= What you should do =
Would you transcribe all of the data exactly, down to the last character?

= Data records =
-- Begin --

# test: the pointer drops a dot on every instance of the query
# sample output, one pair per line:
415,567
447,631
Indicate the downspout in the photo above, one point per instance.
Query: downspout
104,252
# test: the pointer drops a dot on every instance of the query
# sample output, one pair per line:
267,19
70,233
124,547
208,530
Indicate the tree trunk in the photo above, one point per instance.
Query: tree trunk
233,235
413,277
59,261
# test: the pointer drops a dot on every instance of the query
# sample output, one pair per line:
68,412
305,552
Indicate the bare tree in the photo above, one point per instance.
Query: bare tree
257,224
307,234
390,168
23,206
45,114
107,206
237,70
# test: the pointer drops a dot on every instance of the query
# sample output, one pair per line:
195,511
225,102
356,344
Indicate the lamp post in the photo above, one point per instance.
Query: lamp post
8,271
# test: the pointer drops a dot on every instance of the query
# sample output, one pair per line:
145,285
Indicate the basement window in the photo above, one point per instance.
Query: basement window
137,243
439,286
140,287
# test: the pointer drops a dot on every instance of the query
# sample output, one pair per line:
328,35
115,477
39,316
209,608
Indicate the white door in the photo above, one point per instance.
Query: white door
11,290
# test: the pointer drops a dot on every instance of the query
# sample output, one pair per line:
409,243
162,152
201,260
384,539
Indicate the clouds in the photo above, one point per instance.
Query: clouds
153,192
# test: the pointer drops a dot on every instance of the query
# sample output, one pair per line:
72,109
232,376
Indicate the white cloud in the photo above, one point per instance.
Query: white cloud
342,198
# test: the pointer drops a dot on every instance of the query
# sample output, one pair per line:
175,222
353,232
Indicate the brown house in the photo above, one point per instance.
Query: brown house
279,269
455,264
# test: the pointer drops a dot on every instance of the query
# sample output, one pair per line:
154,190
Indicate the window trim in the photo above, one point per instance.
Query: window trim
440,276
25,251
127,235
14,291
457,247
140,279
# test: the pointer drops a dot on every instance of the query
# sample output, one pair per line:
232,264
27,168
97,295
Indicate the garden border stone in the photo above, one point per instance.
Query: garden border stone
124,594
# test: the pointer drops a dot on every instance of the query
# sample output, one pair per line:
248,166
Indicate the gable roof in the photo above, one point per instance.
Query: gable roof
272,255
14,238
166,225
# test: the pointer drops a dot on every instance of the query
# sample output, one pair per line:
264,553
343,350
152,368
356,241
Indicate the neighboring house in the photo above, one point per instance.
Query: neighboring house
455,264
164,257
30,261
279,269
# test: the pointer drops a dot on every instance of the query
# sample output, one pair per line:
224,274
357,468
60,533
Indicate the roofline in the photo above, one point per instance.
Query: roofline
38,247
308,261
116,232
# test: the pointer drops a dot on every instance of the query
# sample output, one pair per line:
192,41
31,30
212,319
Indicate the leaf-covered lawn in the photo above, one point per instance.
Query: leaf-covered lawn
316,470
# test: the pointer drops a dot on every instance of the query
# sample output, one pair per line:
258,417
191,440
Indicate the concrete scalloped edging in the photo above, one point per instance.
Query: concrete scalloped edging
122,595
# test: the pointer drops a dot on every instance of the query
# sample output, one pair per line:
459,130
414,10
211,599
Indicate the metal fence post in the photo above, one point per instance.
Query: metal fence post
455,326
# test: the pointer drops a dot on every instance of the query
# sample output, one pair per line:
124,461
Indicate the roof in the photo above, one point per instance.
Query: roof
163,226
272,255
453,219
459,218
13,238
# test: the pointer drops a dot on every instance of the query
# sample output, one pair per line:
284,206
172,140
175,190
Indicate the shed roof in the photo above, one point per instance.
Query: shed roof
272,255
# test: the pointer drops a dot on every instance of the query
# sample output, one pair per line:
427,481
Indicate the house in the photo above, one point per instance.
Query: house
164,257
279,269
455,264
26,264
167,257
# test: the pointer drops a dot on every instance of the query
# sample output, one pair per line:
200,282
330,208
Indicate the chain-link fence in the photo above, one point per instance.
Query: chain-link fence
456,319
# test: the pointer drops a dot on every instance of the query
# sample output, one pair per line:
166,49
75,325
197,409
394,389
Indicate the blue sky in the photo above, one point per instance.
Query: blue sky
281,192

-- End --

= Response =
# test: the pointer drops a dot on every instance of the query
# sample output, one pair per line:
415,567
447,631
Indicate the downspout in the photo above, one point per instance.
Query: downspout
104,252
# test: the pointer drops a dot on every instance of the query
# sample output, one pair per line:
267,19
70,233
124,547
208,530
Indicate the tree trunk in the photo above, one point per instance.
Query: tree trunk
233,235
413,277
59,261
# test: the pointer drops a dot on every instance of the query
# sample output, one pair per line:
68,412
305,552
Indicate the bare tree in the photo above, one point per instance.
Query: bare tree
257,224
307,234
390,168
23,206
45,114
107,206
237,70
# test: the pointer drops a dot on every instance of the query
# sample output, one pair per line:
195,511
225,102
356,344
Indicate the lamp post in the photo above, one point per instance.
Query: lamp post
8,271
# test: the pointer drops a dot on every instance of the query
# sample output, one pair per line:
145,285
Indicate the basement window in the photo above, one point per instance.
Query: basement window
137,243
439,286
140,287
# test: the pointer drops a dot on every instance of the query
# sample output, one pair per line:
328,35
115,477
39,316
209,608
Indicate the white door in the photo above, one point per instance.
Query: white door
11,290
# test: the pointer drops a dot on every instance of the query
# sample output, one pair per line:
409,243
162,152
201,260
384,539
Indicate the clouds in the photo above, one point per instance.
Query: clouds
153,192
# test: the pointer drops a dot on every instance of the query
# sample output, one pair per line:
72,109
232,376
Indicate the white cloud in the photo above, one point per instance.
Query: white cloud
342,198
# test: the pointer drops a dot on every instance of the query
# sample output, one pair per line:
175,222
353,232
Indicate the brown house in the photo above, one point per instance.
Query: brown house
279,269
455,264
# test: the pointer drops a dot on every instance of the query
# sample output, one pair per line:
154,190
Indicate the window trim in the photo above, one point per instance.
Query: window trim
440,276
25,251
127,235
14,291
457,247
140,279
# test: the pointer drops a dot on every instance of the query
# sample output, one pair per line:
232,264
27,168
97,295
Indicate the garden border stone in the photo above, one point per instance.
Query: garden border stone
124,594
# test: the pointer drops a dot on every instance of the query
# sample output, one pair per line:
248,166
Indicate the gable roof in the photo above, one point per instance.
Query: gable roof
272,255
14,238
166,225
# test: the pointer drops a dot on every instance of the query
# sample output, one pair per line:
264,553
343,350
152,368
356,241
Indicate the neighboring house in the photo above, one point per instance.
Query: neighboring house
455,264
164,257
30,261
279,269
# test: the pointer drops a dot on every instance of the query
# sample output, one pair per line:
224,274
357,468
60,533
Indicate the roofline in the photo above, one point per instance.
Query: roofline
38,247
308,261
116,232
# test: the pointer drops a dot on every instance of the query
# sample output, one pair per line:
192,41
31,30
212,319
Indicate the leaf-covered lawn in the photo above, one point per instance.
Query: leaf-covered lawn
316,470
# test: the pointer drops a dot on every instance of the query
# sample output, one pair per line:
258,417
191,440
Indicate the concrete scalloped edging in the photo above, one point per instance.
Query: concrete scalloped edging
122,595
# test: the pointer drops a dot on every instance of the query
# sample output, one pair per line:
459,130
414,10
211,599
Indicate the metal fence post in the photo above, one point per instance.
Query: metal fence post
455,326
# test: the pointer drops a dot on every instance of the query
# sample output, one pair per line:
124,461
Indicate the roof in the photo above, one point per instance.
Query: roof
163,226
272,255
453,219
459,218
13,238
# test: the pointer drops a dot on every instance of the query
# sample output, one pair per line:
284,206
172,140
175,190
Indicate the shed roof in the photo above, one point per instance.
Query: shed roof
272,255
# test: the pointer drops a dot on every instance of the query
# sample output, one pair per line:
427,481
Indicate the house in the photo above, one point per instance.
Query: house
164,257
279,269
455,264
26,264
167,257
# test: the pointer drops a dot on every instance of the query
# sample output, one pair per line:
200,282
330,208
Indicate the chain-link fence in the photo above, one point per instance.
Query: chain-link fence
456,319
# test: the pointer drops a dot on every instance of the query
# sample output, one pair per line:
166,49
75,325
197,409
394,389
Indicate the blue sky in the photo above, one point per instance.
Query: blue sky
281,192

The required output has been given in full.